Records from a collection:

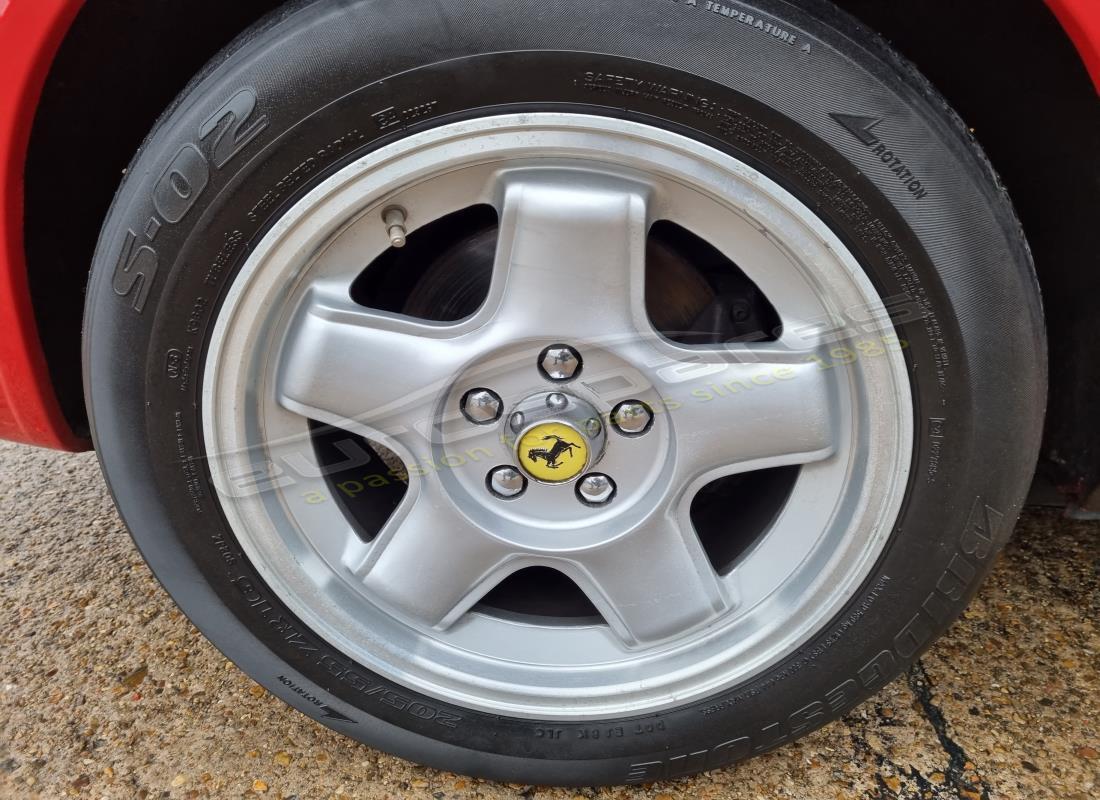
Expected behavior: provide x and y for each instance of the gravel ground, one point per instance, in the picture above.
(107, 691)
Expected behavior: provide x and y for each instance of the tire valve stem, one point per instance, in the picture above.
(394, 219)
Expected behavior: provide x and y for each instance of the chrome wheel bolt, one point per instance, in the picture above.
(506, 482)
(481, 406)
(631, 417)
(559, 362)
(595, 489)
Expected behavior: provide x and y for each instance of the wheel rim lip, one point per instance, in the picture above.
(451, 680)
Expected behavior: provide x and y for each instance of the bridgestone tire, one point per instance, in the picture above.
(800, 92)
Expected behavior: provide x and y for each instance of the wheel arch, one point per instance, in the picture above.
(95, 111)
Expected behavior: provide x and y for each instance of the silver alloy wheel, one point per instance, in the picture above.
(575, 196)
---
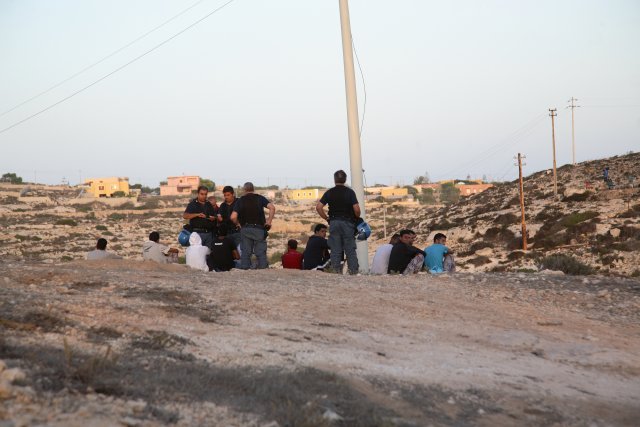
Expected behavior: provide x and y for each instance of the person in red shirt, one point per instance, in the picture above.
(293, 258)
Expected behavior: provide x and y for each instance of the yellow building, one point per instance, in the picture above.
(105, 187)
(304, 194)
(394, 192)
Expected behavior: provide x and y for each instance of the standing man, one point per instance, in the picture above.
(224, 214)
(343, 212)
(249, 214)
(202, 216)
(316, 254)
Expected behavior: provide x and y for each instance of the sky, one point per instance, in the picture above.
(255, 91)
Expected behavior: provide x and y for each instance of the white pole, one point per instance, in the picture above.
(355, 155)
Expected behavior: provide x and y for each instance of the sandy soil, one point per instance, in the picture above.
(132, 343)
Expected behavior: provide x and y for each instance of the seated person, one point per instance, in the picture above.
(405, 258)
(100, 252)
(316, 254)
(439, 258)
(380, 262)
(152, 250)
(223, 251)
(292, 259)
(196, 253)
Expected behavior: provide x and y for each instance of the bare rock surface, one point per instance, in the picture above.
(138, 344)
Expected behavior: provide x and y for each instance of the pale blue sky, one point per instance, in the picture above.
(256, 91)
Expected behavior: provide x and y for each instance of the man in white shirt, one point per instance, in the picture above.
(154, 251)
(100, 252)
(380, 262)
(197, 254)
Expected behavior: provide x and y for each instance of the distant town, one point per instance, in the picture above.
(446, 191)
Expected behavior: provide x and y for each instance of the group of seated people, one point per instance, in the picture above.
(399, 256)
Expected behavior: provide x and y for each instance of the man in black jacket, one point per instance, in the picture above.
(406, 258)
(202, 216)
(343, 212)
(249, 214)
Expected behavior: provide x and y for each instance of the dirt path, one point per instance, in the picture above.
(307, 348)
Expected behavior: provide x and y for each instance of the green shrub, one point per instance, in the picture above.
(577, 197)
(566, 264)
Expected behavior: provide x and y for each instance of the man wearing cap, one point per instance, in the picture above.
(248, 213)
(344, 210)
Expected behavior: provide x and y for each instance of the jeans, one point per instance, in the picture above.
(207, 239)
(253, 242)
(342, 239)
...
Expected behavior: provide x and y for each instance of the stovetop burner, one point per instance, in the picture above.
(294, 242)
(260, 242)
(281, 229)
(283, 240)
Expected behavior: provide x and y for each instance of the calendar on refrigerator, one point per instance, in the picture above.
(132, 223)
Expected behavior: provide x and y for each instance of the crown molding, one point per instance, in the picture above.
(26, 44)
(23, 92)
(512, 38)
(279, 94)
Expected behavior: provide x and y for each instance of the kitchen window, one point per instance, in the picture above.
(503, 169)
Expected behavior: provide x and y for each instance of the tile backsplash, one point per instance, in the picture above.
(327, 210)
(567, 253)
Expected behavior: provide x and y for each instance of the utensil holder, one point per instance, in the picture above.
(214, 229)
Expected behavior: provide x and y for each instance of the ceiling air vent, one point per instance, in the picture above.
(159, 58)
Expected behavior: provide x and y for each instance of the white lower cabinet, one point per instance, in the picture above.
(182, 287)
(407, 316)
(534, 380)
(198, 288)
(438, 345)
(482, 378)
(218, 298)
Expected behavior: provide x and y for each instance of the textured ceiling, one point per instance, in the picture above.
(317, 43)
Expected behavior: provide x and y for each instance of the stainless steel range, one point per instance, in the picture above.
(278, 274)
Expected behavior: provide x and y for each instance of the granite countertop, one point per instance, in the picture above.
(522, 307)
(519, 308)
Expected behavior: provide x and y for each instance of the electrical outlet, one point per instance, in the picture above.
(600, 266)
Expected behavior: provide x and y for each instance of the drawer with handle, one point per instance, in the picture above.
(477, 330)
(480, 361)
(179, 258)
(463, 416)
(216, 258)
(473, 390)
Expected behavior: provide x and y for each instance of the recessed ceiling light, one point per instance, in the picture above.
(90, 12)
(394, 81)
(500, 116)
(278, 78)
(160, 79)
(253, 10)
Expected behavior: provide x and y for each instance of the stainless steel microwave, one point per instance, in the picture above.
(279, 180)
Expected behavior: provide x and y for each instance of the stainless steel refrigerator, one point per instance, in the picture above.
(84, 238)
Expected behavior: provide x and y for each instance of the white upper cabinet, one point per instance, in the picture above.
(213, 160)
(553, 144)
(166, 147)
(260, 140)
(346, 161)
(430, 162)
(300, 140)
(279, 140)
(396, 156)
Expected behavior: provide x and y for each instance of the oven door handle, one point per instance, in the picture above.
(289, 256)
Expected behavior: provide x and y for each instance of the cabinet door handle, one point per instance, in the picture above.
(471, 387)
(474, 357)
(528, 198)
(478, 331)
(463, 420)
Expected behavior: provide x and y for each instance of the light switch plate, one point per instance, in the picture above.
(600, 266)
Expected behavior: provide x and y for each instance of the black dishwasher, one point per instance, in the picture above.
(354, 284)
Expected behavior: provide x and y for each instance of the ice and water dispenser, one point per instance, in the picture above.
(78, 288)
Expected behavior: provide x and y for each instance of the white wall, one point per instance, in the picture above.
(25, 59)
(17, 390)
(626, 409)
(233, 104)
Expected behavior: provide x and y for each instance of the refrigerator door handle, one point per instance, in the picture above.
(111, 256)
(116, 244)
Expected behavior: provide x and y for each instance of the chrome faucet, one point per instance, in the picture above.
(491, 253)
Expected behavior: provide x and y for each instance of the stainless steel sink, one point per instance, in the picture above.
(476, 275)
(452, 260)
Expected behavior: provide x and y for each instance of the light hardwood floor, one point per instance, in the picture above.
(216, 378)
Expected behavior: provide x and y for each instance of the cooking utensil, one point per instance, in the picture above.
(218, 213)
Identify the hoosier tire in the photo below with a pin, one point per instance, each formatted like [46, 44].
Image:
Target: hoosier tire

Aim of the task:
Lines containing the word "hoosier" are to be located in the entries and copied.

Answer:
Identify the hoosier tire in the photo below with a pin, one point per instance, each formatted like [46, 44].
Target: hoosier tire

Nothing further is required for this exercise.